→ **Exercise prompt**
Rewrite the entries from the line with "Locate every instance of the chrome trim" up to and including the line with "Locate every instance of the eucalyptus", changing every "a single pin" to "one marker" and leaving everything else as it is.

→ **Exercise inputs**
-- start --

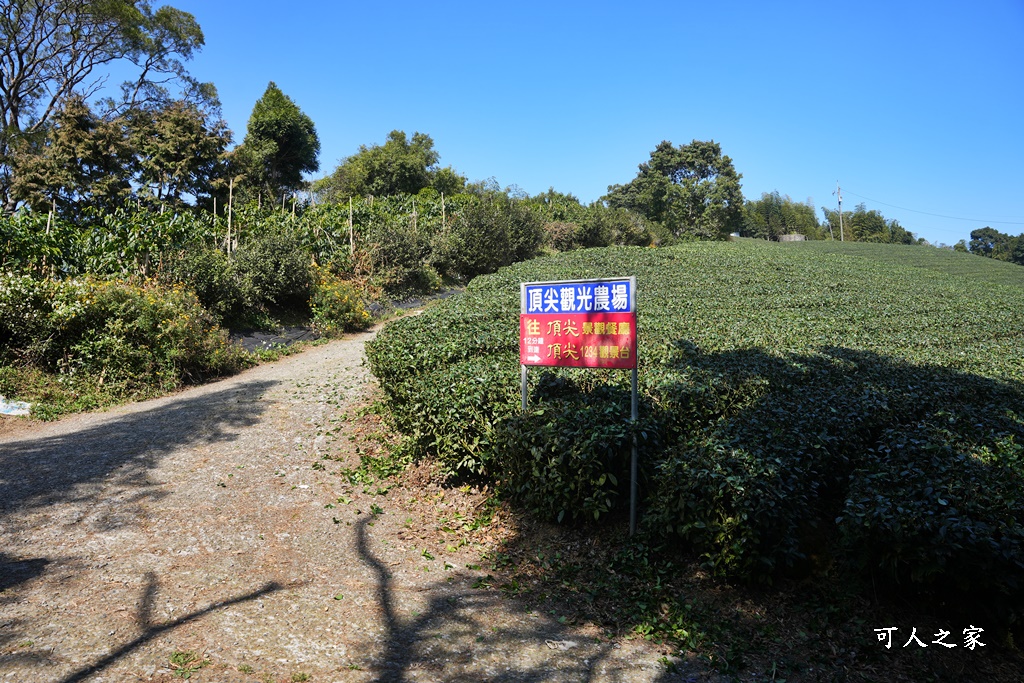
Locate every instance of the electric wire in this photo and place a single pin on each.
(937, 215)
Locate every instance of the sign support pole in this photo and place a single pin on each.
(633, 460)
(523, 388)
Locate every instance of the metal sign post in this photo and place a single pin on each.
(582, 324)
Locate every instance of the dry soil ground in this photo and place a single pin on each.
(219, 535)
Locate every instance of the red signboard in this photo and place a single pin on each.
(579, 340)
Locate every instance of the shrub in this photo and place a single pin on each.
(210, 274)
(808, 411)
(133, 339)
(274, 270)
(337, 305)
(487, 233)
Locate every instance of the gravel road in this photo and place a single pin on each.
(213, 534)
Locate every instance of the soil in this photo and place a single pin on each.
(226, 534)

-- end --
-- start --

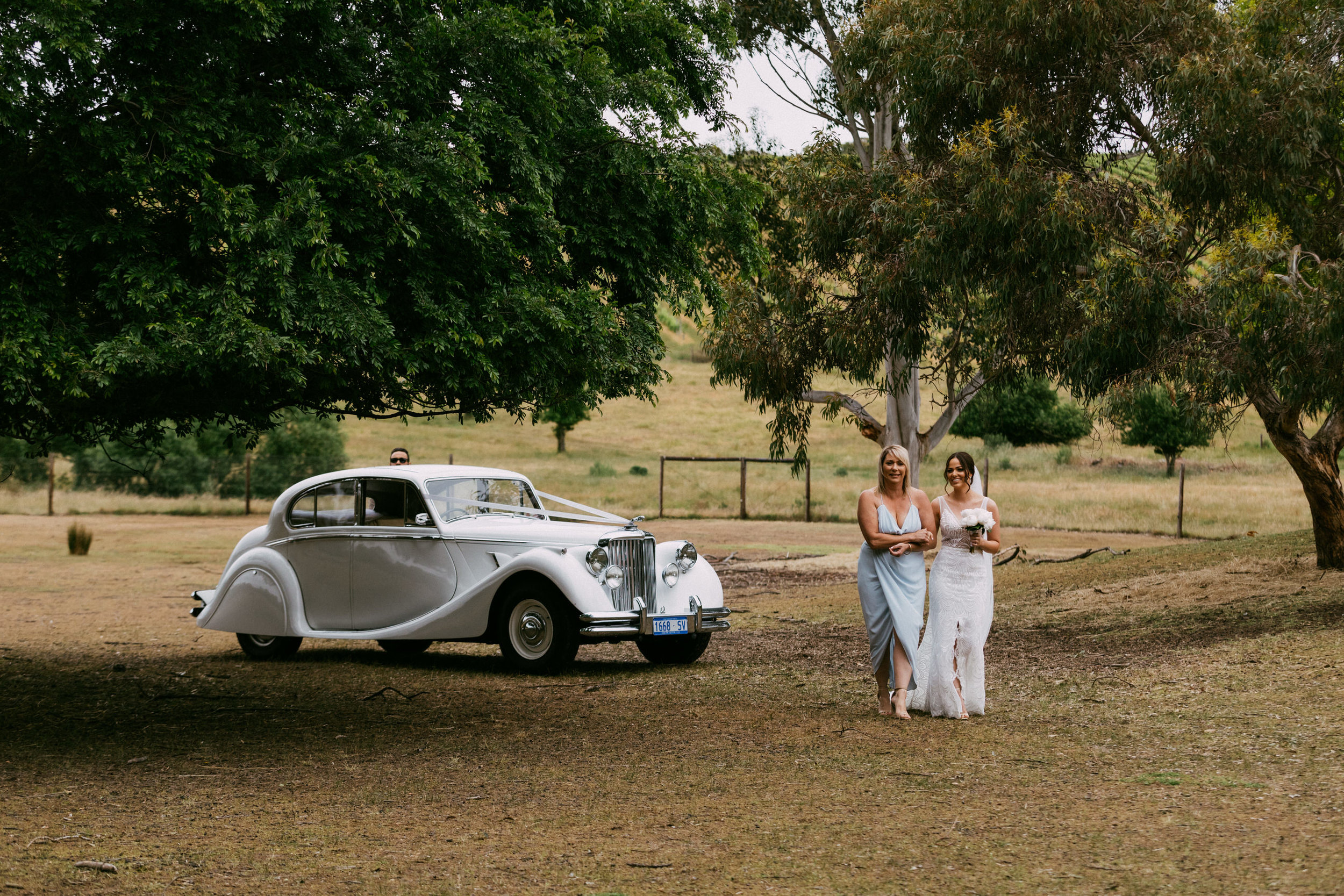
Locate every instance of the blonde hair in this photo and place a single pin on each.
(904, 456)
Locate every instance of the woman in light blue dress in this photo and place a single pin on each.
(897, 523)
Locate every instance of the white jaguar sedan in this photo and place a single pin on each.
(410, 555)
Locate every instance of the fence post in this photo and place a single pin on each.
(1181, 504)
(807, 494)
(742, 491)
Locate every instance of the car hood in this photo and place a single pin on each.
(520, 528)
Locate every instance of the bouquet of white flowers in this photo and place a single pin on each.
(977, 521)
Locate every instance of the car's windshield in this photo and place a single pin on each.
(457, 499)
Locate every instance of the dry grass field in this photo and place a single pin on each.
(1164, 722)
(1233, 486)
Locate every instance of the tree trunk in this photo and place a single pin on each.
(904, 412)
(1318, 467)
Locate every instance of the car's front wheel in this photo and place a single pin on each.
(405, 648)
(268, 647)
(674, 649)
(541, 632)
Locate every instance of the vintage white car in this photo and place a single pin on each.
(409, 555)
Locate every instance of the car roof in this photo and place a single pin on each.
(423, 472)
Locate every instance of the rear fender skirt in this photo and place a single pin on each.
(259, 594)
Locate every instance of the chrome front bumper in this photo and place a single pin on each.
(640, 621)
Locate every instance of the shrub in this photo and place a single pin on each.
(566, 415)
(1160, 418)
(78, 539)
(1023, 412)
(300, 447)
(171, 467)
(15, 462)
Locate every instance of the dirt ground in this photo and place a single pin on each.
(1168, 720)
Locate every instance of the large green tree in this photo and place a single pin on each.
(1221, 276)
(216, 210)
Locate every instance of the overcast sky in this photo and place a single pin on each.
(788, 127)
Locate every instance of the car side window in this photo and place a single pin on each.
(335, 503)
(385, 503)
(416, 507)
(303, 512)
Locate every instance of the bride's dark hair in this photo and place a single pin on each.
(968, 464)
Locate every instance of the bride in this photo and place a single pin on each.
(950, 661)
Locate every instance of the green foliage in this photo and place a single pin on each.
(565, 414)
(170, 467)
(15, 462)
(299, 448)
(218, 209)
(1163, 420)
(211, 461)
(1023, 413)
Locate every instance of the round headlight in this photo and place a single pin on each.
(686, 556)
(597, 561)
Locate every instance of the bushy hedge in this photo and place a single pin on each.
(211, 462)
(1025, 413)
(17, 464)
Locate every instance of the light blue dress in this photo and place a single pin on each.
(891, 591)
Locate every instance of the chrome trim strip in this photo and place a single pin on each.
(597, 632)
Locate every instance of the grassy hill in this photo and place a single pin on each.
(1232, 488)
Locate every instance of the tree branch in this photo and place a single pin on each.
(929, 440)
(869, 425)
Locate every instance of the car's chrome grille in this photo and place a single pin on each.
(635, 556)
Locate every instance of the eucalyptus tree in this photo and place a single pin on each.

-- end --

→ **Task solution**
Locate every instance of the chrome trim strip in this photo and place one marker on each.
(597, 632)
Locate every instance of the grassy hill in this photo and place one marker on each.
(1232, 488)
Locate every instance of the tree branch in this photo and place one marker on each.
(929, 440)
(869, 425)
Locate every instance of the car's chrome grille in this photo and place one marker on each.
(635, 556)
Locate every instance of the eucalyptus tree in this photo and place one marker on each.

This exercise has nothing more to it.